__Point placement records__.
————
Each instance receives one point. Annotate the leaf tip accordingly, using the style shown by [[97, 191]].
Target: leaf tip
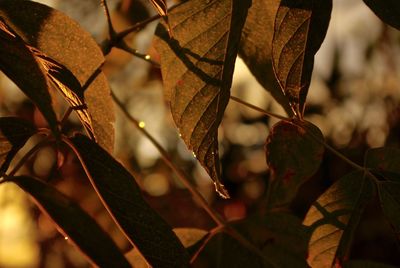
[[221, 190]]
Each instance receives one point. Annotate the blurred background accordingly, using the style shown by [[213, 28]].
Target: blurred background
[[354, 100]]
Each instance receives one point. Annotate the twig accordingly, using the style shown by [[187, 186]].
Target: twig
[[210, 211], [260, 110], [31, 152]]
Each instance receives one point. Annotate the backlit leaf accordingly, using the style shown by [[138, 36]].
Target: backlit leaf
[[386, 10], [123, 198], [385, 163], [222, 250], [60, 38], [19, 64], [255, 47], [197, 67], [74, 223], [334, 218], [14, 132], [300, 28], [293, 156]]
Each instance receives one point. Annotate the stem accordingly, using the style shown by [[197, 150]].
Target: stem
[[210, 211], [31, 152], [259, 109], [122, 45], [138, 26]]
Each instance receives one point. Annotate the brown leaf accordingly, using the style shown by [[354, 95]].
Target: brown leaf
[[293, 155], [300, 28], [334, 218], [197, 67], [121, 195], [60, 38], [255, 47]]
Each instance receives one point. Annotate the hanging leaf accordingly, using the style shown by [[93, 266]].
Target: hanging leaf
[[74, 223], [197, 67], [384, 162], [222, 250], [300, 28], [293, 155], [14, 132], [255, 47], [61, 39], [188, 237], [20, 65], [387, 10], [122, 197], [334, 218]]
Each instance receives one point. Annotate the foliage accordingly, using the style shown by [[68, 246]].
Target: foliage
[[197, 41]]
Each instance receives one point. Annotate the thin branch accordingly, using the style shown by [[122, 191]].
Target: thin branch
[[28, 155], [138, 26], [111, 31], [210, 211], [260, 110], [122, 45]]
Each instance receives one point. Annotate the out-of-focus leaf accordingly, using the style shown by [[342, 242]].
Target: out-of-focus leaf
[[123, 198], [334, 218], [14, 132], [187, 236], [19, 64], [222, 250], [384, 162], [255, 47], [387, 10], [281, 236], [365, 264], [69, 87], [197, 67], [293, 156], [300, 28], [60, 38], [74, 223]]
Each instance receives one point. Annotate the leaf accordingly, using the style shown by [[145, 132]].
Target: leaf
[[334, 218], [255, 47], [197, 67], [14, 132], [387, 10], [222, 251], [27, 74], [122, 197], [300, 28], [293, 155], [281, 236], [74, 223], [60, 38], [187, 236], [385, 163], [365, 264]]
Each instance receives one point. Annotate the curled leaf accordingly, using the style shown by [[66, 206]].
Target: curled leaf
[[74, 223], [61, 39], [293, 155], [14, 132], [334, 218], [300, 28], [197, 67]]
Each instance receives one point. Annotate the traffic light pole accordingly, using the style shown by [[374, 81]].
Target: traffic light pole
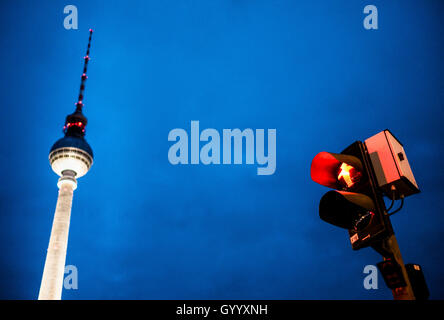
[[389, 249]]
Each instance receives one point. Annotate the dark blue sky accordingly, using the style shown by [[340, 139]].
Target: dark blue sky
[[142, 228]]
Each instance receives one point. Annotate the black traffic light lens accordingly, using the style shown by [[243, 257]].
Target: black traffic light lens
[[347, 210]]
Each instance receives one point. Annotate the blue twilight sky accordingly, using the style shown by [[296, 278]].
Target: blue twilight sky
[[142, 228]]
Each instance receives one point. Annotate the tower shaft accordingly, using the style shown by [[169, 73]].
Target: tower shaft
[[53, 273]]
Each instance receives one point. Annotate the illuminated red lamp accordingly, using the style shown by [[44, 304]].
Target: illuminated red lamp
[[337, 171], [348, 175]]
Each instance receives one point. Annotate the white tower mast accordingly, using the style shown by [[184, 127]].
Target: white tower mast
[[70, 157]]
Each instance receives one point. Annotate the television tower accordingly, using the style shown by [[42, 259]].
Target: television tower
[[70, 157]]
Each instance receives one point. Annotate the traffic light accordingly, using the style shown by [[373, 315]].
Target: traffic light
[[356, 204]]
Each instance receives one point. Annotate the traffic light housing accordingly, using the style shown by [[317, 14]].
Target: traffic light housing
[[356, 204]]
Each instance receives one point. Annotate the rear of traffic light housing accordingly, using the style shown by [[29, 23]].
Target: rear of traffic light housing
[[391, 272], [356, 204], [391, 167]]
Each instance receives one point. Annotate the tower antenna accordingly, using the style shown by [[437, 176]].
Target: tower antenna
[[79, 103]]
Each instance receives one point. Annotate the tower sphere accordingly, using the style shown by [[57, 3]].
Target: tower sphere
[[71, 153]]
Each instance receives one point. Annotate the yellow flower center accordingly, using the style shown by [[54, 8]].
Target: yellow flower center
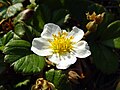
[[61, 44]]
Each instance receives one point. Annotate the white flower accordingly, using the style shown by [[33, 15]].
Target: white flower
[[61, 47]]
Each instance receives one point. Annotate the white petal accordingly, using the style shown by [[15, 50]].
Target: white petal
[[66, 61], [50, 29], [54, 58], [82, 49], [76, 33], [40, 47]]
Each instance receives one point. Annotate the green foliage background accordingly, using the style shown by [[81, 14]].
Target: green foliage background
[[20, 67]]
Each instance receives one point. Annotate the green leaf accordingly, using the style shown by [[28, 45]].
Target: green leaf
[[56, 77], [13, 9], [59, 16], [18, 54], [29, 64], [17, 1], [16, 49], [112, 31], [2, 64], [7, 37], [104, 58], [25, 31], [114, 43], [25, 82], [42, 15]]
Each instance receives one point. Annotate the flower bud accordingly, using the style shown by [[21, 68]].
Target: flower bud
[[97, 18], [42, 84], [92, 26]]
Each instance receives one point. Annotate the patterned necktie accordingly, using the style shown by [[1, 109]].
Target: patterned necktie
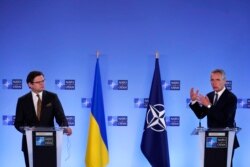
[[216, 98], [39, 106]]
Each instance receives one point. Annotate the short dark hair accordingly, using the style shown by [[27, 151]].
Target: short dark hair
[[32, 75]]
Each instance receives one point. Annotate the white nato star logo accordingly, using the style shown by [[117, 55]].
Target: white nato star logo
[[138, 103], [156, 118]]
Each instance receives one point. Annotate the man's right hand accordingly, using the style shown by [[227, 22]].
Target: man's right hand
[[194, 94]]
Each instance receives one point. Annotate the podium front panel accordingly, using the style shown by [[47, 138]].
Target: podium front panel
[[216, 148], [44, 149]]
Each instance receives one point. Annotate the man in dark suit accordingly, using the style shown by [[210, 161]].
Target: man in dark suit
[[219, 105], [38, 108]]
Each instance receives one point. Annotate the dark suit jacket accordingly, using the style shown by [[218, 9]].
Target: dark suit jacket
[[222, 114], [26, 114]]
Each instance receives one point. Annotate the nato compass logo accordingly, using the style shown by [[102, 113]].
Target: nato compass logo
[[71, 120], [243, 103], [118, 84], [86, 102], [12, 84], [67, 84], [8, 120], [229, 85], [156, 118], [188, 100], [171, 85], [211, 142], [117, 120], [141, 102], [173, 121]]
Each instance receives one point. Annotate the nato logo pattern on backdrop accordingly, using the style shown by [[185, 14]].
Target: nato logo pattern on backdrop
[[12, 84], [118, 84], [118, 120], [173, 120], [67, 84], [71, 120], [86, 102], [229, 85], [141, 102], [243, 103], [8, 119], [171, 85]]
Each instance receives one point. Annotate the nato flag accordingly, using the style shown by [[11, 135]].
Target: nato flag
[[154, 144]]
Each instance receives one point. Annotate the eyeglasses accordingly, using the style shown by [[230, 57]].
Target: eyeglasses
[[38, 82]]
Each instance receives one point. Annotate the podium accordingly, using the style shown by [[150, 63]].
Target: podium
[[216, 146], [44, 146]]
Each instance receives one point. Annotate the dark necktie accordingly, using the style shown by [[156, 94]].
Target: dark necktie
[[39, 106], [216, 98]]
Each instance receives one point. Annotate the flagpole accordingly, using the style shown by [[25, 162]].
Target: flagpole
[[97, 54], [157, 55]]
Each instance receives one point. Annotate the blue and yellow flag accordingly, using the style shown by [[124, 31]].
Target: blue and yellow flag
[[97, 146], [154, 144]]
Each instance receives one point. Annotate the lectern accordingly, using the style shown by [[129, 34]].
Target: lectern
[[216, 146], [44, 146]]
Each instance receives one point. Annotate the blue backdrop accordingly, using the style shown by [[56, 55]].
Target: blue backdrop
[[60, 38]]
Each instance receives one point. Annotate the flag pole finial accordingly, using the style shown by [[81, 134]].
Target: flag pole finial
[[157, 54], [97, 54]]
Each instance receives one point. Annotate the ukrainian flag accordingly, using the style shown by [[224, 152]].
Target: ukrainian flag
[[97, 146]]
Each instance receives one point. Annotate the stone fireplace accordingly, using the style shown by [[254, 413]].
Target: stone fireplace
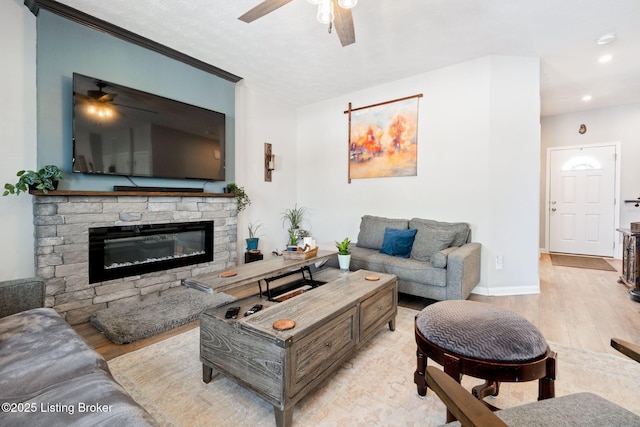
[[180, 235]]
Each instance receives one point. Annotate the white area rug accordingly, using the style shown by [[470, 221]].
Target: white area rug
[[375, 388]]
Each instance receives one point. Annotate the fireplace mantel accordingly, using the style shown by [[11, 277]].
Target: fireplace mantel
[[129, 193], [62, 220]]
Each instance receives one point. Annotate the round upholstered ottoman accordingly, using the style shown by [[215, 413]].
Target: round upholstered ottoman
[[483, 341]]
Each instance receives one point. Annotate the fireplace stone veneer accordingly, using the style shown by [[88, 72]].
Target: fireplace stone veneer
[[62, 221]]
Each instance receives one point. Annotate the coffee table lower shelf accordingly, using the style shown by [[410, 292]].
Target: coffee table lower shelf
[[331, 323]]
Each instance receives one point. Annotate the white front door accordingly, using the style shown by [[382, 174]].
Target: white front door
[[582, 200]]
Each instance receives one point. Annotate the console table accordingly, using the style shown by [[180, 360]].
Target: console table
[[331, 323], [631, 261]]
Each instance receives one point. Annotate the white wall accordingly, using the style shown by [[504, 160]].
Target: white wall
[[478, 133], [618, 124], [17, 135], [259, 119]]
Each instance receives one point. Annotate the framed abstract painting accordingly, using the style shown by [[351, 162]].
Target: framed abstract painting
[[383, 139]]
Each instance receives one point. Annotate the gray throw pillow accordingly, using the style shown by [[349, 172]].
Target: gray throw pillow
[[462, 229], [372, 228], [440, 258], [429, 241]]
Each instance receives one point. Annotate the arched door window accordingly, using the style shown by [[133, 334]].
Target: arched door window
[[581, 163]]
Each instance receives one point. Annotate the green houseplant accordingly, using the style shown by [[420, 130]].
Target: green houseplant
[[44, 180], [242, 198], [344, 253], [294, 217]]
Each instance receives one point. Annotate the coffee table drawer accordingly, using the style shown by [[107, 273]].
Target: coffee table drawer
[[376, 311], [322, 349]]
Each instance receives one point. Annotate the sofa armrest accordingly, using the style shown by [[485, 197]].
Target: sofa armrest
[[463, 270], [20, 295]]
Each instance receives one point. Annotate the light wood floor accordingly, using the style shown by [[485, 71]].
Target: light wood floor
[[576, 307]]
————
Rewrite the entries from the start up to and including the line containing "[[210, 211], [260, 110], [31, 152]]", increasing every point coordinate in the answers by 130. Leave the pictures out.

__Answer to this task__.
Each instance receives one point. Annotate the leaf tip accordingly, using the style shown by [[97, 191]].
Target: leaf tip
[[351, 320]]
Each instance receives one point. Annotate the blurred background accordingly, using the style shown by [[213, 28]].
Target: blurred background
[[484, 230]]
Each instance receives one point. Annotate the twig accordingly, using the style shown by [[187, 186]].
Target: twig
[[340, 341], [390, 240], [161, 282]]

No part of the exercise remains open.